Brief:
Write out all of the entries exactly, please.

+++ Records provided +++

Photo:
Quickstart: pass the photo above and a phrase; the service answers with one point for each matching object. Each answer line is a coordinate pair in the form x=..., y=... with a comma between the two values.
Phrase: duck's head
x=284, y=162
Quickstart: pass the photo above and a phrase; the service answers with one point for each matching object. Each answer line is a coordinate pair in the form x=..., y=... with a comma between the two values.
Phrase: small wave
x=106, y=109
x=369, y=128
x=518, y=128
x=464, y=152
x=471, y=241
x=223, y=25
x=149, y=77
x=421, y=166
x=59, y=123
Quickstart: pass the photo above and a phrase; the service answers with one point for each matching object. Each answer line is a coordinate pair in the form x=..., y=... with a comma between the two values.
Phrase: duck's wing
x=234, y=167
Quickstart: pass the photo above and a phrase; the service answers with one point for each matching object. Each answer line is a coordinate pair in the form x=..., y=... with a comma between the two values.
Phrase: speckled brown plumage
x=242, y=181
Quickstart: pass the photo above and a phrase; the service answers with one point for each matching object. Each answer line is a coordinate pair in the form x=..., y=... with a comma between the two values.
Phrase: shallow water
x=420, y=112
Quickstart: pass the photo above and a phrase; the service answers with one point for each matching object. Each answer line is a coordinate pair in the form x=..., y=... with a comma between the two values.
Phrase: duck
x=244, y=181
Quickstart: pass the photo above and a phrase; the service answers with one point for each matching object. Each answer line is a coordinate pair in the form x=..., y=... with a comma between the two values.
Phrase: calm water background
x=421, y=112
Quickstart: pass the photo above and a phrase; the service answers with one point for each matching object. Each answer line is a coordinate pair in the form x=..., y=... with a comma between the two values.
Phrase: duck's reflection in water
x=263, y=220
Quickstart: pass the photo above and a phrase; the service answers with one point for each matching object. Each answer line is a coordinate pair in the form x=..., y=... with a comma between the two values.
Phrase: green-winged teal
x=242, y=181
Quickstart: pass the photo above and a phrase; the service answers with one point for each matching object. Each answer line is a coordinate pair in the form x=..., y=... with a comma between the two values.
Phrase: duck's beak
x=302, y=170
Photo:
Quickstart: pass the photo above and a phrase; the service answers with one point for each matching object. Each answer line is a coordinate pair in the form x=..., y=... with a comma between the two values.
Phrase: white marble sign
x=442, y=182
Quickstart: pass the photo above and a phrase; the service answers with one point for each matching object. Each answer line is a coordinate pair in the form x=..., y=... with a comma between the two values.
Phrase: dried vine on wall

+++

The reply:
Photo:
Quickstart: pass the photo above and a phrase; the service answers with one point for each matching object. Each answer line is a coordinate pair in the form x=..., y=... with a comma between the two values.
Phrase: duck's head
x=284, y=162
Quickstart: pass the photo above and a phrase; the service answers with one point for each matching object. Each answer line is a coordinate pair in the form x=..., y=... with a comma between the two values.
Phrase: small wave
x=106, y=109
x=369, y=128
x=518, y=128
x=464, y=152
x=471, y=241
x=223, y=25
x=149, y=77
x=421, y=166
x=59, y=123
Quickstart: pass the photo above and a phrase; the service answers with one point for each matching object. Each answer line is a coordinate pair in the form x=..., y=... with a comma between the two values.
Phrase: duck's wing
x=234, y=167
Quickstart: pass the photo above and a phrase; the service answers with one point for each matching object. Each answer line is a coordinate pair in the form x=..., y=... with a comma between the two values.
Phrase: speckled brown plumage
x=242, y=181
Quickstart: pass the photo above and a phrase; the service answers with one point for each matching object. Each answer line is a coordinate pair in the form x=..., y=... with a comma between the two values.
Phrase: shallow water
x=420, y=112
Quickstart: pass the photo above and a phrase; the service answers with one point for each matching object. Each answer line is a coordinate pair in the form x=..., y=... with a comma between the two values.
Phrase: duck
x=244, y=181
Quickstart: pass the photo above and a phrase; the service answers with one point for each matching object. Each answer line is a coordinate pair in the form x=..., y=... with a comma between the two values.
Phrase: calm water background
x=421, y=112
Quickstart: pass the photo above and a phrase; the service answers with one point for each matching object. Each answer line is a coordinate pair in the form x=..., y=... with a comma between the two values.
Phrase: duck's reflection in water
x=263, y=220
Quickstart: pass the photo above and a phrase; the service answers with one point for each matching object. Each answer line is a coordinate pair in the form x=..., y=... with a comma between the two values.
Phrase: green-winged teal
x=242, y=181
Quickstart: pass the photo above and a phrase; the service answers with one point for each matching object. Each answer line is a coordinate pair in the form x=..., y=... with a comma between the two values.
Phrase: duck's beak
x=302, y=170
Photo:
Quickstart: pass the photo above and a phrase; the service answers with one point for each matching object. Each answer line is a coordinate pair in the form x=..., y=... with a comma between the two values.
Phrase: white marble sign
x=442, y=182
Quickstart: pass the photo above and a phrase; the service answers with one point for each matching object. Each answer line is a coordinate pair in the form x=..., y=... with a comma between the two values.
Phrase: dried vine on wall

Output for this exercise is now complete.